In Österreich hat es vor lauter Nabelbeschau kaum jemand registriert: Das Land ist international in dem halben Jahr, da eine "Experten"-Regierung genannte Beamtenriege am Werk ist, noch viel bedeutungsloser geworden, als es immer schon war. Dabei geht es nicht nur um irgendeinen Nationalstolz. Dieses Vakuum ist auch überaus schädlich für die Interessen Österreichs.

Das alles kann man sehr konkret sehen – wenn man denn sehen wollte. Aber Parteien und die nun noch eine Funktion der Parteien darstellenden Medien sind gar nicht daran interessiert zu sehen. Was für keine Partei ein Thema ist, ist auch für keines der Medien ein Thema, weil diese die Dinge dann meist gar nicht mitbekommen. Keine der Parteien hat jedoch ein Interesse, die vom Bundespräsidenten zusammengestellte Beamtenregierung zu thematisieren. Die Parteien wollen sich nur noch ständig gegenseitig anpinkeln.

Daher wird ringsum ignoriert, wie irrelevant Österreich geworden ist. Sonst hätte in den vergangenen Tagen ein besonders lauter Aufschrei der Empörung durchs Land gehen müssen, als an der Grenze in Ödenburg ein großer Festakt für den 30. Jahrestag des paneuropäischen Picknicks abgehalten worden ist.

Datenauszug:

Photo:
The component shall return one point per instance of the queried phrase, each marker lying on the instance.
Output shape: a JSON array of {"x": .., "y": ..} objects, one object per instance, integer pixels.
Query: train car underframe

Aufgabenstellung: Wo fand laut dem Textauszug der Festakt zum 30. Jahrestag des paneuropäischen Picknicks statt?

Vollständige Ausgabe: An der Grenze in Ödenburg.